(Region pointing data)
================================

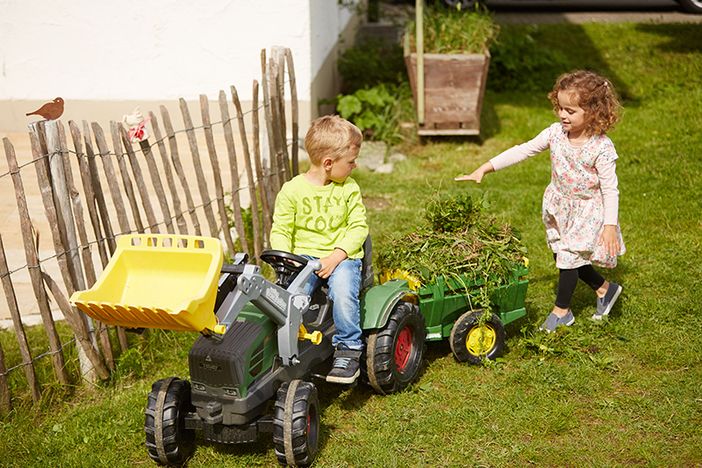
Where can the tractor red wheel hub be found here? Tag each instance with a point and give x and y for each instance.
(403, 348)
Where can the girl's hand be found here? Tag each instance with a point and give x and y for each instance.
(610, 239)
(478, 174)
(330, 262)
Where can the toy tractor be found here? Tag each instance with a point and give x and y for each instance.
(252, 366)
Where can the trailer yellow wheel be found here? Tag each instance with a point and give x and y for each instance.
(472, 341)
(481, 340)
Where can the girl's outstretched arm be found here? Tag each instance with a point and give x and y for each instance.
(478, 174)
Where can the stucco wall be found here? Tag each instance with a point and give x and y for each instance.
(98, 53)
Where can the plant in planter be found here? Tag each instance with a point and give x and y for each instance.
(455, 60)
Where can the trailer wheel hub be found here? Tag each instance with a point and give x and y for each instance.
(403, 348)
(481, 340)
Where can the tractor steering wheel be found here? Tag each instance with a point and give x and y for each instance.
(286, 265)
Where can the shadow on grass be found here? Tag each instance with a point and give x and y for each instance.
(681, 38)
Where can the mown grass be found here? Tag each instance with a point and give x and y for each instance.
(625, 391)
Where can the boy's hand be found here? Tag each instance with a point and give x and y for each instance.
(330, 262)
(610, 239)
(478, 174)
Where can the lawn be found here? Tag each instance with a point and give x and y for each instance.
(625, 391)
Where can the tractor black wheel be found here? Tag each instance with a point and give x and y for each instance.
(167, 440)
(296, 423)
(472, 341)
(394, 353)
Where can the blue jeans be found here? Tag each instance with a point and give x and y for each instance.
(344, 289)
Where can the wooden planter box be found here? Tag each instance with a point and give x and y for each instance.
(454, 85)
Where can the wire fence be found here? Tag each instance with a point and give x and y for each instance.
(84, 214)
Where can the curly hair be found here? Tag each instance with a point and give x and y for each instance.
(595, 94)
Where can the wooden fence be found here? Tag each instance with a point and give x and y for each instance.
(94, 189)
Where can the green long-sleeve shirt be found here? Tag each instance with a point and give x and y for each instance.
(314, 220)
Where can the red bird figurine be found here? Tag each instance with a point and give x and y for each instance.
(51, 110)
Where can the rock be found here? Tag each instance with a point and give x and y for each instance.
(372, 155)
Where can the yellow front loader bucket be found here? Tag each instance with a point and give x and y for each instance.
(157, 281)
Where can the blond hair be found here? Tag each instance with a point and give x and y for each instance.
(332, 137)
(595, 94)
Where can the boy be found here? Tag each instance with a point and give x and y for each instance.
(320, 214)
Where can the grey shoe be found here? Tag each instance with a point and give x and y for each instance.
(605, 304)
(553, 321)
(346, 367)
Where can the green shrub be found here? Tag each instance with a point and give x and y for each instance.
(520, 62)
(376, 111)
(455, 32)
(369, 64)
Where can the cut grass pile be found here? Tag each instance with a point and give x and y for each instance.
(458, 237)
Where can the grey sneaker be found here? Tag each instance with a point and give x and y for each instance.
(605, 304)
(346, 367)
(553, 321)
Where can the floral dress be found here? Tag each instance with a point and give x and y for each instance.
(573, 209)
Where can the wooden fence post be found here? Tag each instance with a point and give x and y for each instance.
(111, 177)
(279, 61)
(75, 320)
(273, 105)
(294, 111)
(96, 187)
(138, 178)
(197, 164)
(175, 199)
(5, 400)
(57, 194)
(273, 180)
(57, 358)
(157, 184)
(264, 189)
(249, 175)
(234, 170)
(89, 198)
(209, 140)
(177, 166)
(100, 329)
(22, 342)
(124, 173)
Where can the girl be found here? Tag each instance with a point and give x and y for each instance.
(580, 205)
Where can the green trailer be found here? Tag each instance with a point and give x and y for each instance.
(400, 314)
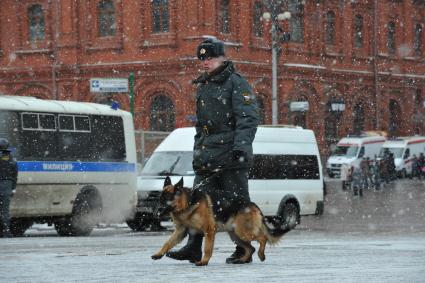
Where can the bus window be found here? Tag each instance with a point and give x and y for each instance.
(29, 121)
(82, 124)
(47, 122)
(285, 167)
(66, 123)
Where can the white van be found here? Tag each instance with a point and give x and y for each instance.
(403, 149)
(351, 149)
(286, 178)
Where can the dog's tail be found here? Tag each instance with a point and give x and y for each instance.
(275, 230)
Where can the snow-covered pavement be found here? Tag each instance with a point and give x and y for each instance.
(118, 255)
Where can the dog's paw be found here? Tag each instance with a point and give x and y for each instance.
(157, 256)
(201, 263)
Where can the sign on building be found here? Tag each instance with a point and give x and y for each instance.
(109, 85)
(296, 106)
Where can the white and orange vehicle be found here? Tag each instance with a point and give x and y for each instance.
(403, 149)
(351, 150)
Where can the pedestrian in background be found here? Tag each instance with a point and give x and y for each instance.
(227, 120)
(421, 164)
(8, 179)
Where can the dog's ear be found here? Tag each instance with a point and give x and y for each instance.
(179, 184)
(167, 181)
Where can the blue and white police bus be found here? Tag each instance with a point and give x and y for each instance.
(76, 161)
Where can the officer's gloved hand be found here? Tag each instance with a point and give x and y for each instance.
(239, 155)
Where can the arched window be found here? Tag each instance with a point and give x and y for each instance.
(162, 114)
(224, 16)
(417, 40)
(160, 16)
(261, 111)
(37, 26)
(106, 18)
(296, 22)
(257, 22)
(391, 38)
(330, 28)
(358, 31)
(358, 123)
(395, 116)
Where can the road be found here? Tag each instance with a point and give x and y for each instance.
(377, 238)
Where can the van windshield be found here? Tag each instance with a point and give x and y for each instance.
(396, 151)
(169, 163)
(349, 151)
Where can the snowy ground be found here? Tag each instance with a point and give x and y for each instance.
(118, 255)
(377, 238)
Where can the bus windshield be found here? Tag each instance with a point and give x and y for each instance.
(396, 151)
(169, 163)
(349, 151)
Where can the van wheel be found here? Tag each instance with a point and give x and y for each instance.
(85, 215)
(291, 214)
(18, 226)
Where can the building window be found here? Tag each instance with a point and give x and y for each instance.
(330, 28)
(160, 16)
(257, 21)
(417, 41)
(358, 31)
(224, 16)
(37, 25)
(358, 122)
(391, 38)
(162, 114)
(106, 18)
(296, 23)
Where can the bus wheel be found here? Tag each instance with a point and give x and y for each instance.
(85, 215)
(138, 223)
(18, 226)
(291, 214)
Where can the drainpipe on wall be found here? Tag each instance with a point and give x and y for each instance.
(55, 51)
(375, 65)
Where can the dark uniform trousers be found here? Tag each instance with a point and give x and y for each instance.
(6, 188)
(228, 190)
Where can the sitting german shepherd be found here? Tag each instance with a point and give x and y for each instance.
(246, 225)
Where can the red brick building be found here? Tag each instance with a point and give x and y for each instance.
(367, 54)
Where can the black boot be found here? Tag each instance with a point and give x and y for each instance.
(237, 254)
(191, 252)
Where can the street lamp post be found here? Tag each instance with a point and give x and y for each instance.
(277, 37)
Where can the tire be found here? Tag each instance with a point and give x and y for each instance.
(138, 223)
(18, 226)
(291, 214)
(85, 215)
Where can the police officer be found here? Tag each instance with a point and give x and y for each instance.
(227, 120)
(8, 178)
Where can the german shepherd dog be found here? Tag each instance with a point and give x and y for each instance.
(244, 226)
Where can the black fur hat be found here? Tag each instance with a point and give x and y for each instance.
(210, 48)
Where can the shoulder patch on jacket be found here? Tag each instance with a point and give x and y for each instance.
(247, 97)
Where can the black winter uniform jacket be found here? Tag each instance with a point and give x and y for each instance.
(227, 120)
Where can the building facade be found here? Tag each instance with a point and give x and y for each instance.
(350, 66)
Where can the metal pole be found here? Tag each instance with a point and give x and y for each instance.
(131, 83)
(274, 75)
(375, 65)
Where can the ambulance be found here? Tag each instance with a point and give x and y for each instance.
(403, 149)
(351, 150)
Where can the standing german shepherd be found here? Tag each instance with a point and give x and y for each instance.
(245, 226)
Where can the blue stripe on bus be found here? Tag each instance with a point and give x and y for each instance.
(67, 166)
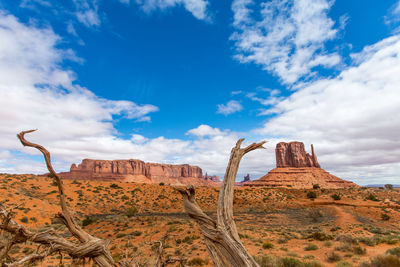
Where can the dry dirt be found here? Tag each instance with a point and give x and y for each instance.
(272, 222)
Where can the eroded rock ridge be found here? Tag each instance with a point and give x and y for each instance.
(134, 170)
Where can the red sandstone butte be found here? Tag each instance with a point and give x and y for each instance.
(134, 170)
(297, 169)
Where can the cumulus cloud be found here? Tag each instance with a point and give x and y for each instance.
(205, 130)
(285, 37)
(74, 123)
(87, 12)
(229, 108)
(36, 92)
(198, 8)
(352, 119)
(270, 97)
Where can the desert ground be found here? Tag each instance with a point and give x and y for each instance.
(278, 226)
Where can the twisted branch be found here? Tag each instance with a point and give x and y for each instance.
(221, 236)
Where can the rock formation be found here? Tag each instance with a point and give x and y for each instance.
(134, 170)
(297, 169)
(293, 154)
(246, 178)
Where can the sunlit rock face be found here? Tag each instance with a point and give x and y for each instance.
(295, 168)
(134, 170)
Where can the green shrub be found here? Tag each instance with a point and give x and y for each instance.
(88, 220)
(196, 262)
(291, 262)
(115, 186)
(268, 245)
(385, 217)
(394, 251)
(344, 264)
(136, 233)
(312, 195)
(311, 247)
(320, 236)
(372, 197)
(385, 261)
(333, 257)
(389, 186)
(131, 211)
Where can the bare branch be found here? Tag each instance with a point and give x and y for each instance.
(91, 247)
(221, 237)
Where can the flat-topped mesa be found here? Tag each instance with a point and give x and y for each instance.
(293, 154)
(134, 170)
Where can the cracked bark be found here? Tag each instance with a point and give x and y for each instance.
(221, 236)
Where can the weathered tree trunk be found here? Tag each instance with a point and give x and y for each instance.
(90, 247)
(221, 236)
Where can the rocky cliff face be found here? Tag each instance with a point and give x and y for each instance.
(297, 169)
(134, 170)
(293, 154)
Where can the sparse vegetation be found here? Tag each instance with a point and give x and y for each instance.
(312, 195)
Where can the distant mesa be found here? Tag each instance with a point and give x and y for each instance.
(245, 180)
(138, 171)
(295, 168)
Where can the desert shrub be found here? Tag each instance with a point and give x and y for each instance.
(268, 245)
(312, 195)
(311, 247)
(394, 251)
(268, 261)
(320, 236)
(333, 257)
(359, 250)
(291, 262)
(344, 264)
(312, 264)
(131, 211)
(120, 235)
(372, 197)
(88, 220)
(385, 217)
(115, 186)
(347, 239)
(196, 262)
(389, 186)
(385, 261)
(136, 233)
(315, 215)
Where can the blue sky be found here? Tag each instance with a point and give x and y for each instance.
(179, 81)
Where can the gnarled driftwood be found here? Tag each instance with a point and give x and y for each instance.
(221, 236)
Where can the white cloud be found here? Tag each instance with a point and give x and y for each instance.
(352, 119)
(73, 123)
(87, 12)
(35, 92)
(229, 108)
(288, 39)
(205, 130)
(272, 98)
(198, 8)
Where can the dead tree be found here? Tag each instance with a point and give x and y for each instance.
(88, 247)
(221, 236)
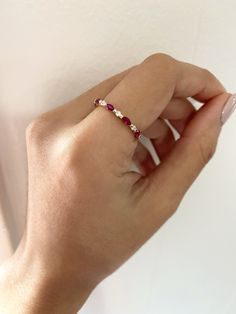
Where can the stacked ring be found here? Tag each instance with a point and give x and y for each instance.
(125, 120)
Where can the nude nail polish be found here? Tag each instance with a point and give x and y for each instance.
(228, 109)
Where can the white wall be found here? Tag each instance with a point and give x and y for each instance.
(51, 51)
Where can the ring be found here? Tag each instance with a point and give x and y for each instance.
(125, 120)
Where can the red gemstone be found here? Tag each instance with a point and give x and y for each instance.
(97, 101)
(110, 107)
(126, 120)
(137, 134)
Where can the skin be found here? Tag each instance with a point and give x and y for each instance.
(87, 211)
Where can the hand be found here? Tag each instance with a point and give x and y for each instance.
(87, 211)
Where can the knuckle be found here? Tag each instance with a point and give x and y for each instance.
(159, 58)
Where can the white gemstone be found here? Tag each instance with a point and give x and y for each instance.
(118, 114)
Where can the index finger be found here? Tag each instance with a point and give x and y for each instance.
(142, 96)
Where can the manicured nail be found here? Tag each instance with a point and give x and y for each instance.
(228, 109)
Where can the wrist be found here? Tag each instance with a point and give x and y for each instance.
(28, 286)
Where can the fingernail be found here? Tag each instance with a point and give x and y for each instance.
(228, 109)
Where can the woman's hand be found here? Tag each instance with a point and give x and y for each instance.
(87, 211)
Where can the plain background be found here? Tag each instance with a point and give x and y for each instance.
(53, 50)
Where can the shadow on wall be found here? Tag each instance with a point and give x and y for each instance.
(13, 175)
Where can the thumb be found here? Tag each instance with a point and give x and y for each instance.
(171, 179)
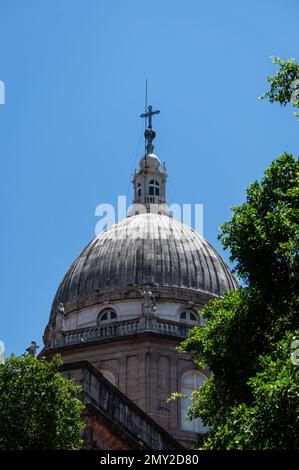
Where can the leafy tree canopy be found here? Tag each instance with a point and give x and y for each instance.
(39, 408)
(284, 86)
(250, 401)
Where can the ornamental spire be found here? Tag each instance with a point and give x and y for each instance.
(149, 132)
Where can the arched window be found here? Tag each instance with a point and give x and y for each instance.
(107, 315)
(108, 375)
(154, 188)
(189, 316)
(191, 381)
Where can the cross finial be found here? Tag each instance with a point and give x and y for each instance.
(149, 116)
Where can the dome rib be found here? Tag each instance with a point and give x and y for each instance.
(146, 249)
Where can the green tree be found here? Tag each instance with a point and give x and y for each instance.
(250, 400)
(39, 408)
(284, 86)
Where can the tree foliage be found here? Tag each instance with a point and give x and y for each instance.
(284, 86)
(39, 408)
(250, 400)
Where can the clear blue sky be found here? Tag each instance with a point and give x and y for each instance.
(74, 73)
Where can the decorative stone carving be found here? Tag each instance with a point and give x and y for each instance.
(149, 301)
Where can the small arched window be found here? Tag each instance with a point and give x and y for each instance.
(108, 375)
(189, 316)
(107, 315)
(190, 382)
(154, 188)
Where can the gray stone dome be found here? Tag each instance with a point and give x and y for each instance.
(146, 249)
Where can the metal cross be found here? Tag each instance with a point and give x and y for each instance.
(149, 115)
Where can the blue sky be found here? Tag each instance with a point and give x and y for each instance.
(74, 74)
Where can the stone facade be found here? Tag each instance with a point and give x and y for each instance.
(147, 369)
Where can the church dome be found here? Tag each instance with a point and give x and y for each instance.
(146, 249)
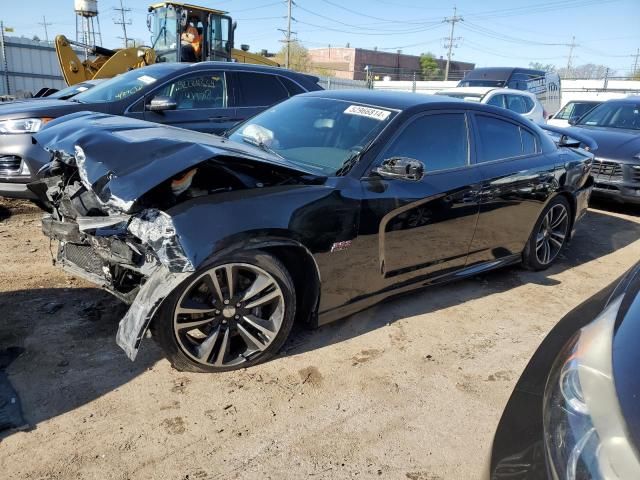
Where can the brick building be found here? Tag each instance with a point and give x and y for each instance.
(347, 62)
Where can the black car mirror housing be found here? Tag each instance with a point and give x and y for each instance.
(160, 103)
(403, 168)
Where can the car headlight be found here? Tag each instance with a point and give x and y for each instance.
(584, 430)
(22, 125)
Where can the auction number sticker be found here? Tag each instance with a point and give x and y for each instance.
(368, 112)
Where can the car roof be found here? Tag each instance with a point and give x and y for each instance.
(228, 66)
(385, 99)
(498, 73)
(478, 90)
(235, 66)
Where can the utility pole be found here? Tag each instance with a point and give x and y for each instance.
(449, 45)
(571, 46)
(45, 24)
(123, 11)
(287, 33)
(5, 64)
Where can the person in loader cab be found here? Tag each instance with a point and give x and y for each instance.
(188, 51)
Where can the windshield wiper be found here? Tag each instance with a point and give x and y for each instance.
(352, 160)
(262, 146)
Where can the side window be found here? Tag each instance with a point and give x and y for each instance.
(516, 103)
(565, 112)
(518, 81)
(529, 103)
(293, 87)
(201, 91)
(497, 101)
(440, 141)
(498, 139)
(260, 89)
(528, 142)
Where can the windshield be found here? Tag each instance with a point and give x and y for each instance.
(122, 86)
(320, 133)
(614, 115)
(71, 91)
(574, 109)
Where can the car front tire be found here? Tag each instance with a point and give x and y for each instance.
(232, 313)
(549, 235)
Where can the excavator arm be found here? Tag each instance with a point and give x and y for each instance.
(106, 64)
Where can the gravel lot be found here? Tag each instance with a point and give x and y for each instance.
(411, 389)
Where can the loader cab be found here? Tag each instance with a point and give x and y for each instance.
(188, 33)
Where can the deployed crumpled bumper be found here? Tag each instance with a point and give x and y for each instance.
(94, 257)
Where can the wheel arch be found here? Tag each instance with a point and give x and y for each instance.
(567, 195)
(298, 260)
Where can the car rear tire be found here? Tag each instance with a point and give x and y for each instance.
(549, 235)
(232, 313)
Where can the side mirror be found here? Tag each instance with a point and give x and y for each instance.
(160, 103)
(402, 168)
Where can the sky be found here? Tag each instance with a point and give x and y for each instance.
(491, 33)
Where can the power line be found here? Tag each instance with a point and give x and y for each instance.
(450, 43)
(45, 24)
(123, 22)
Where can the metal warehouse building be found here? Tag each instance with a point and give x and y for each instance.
(27, 66)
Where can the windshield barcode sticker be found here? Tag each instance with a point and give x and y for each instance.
(369, 112)
(146, 79)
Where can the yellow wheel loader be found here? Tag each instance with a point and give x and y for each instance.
(179, 32)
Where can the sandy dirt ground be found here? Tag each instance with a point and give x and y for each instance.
(411, 389)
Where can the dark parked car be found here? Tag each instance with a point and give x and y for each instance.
(315, 209)
(66, 93)
(615, 126)
(209, 97)
(578, 416)
(573, 109)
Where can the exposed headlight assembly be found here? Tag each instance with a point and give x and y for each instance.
(22, 125)
(584, 430)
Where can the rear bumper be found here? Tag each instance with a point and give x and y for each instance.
(618, 193)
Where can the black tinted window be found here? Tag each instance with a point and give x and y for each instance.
(259, 89)
(202, 91)
(528, 142)
(499, 139)
(529, 103)
(439, 141)
(496, 101)
(516, 103)
(293, 87)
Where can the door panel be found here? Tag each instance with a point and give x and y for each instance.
(513, 193)
(201, 103)
(427, 227)
(423, 228)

================================

WHAT TO WORK ON
Using the records above, please retype only the run of lines from the line holding "Where can the dark parked" through the last line, both ends included.

EXPECTED ANSWER
Where can the dark parked car be found here? Tag each instance with a point and give x and y for each instance.
(315, 209)
(66, 93)
(615, 126)
(209, 97)
(578, 416)
(573, 109)
Where can the exposed headlight assembly be found here? Tag each instance with a point and give x and y for each instance.
(22, 125)
(584, 430)
Where can the rear bumper be found here? Tag each instance with a point and give x and y for each instance.
(618, 193)
Where can the black tinted window be found here? Tag each instance with a point and give x and y for each instance.
(259, 89)
(202, 91)
(528, 142)
(499, 139)
(529, 103)
(439, 141)
(496, 101)
(516, 103)
(293, 87)
Where can the door panel be found here? Tag each instance with a point and give x and y for each instance.
(513, 193)
(201, 103)
(427, 227)
(423, 228)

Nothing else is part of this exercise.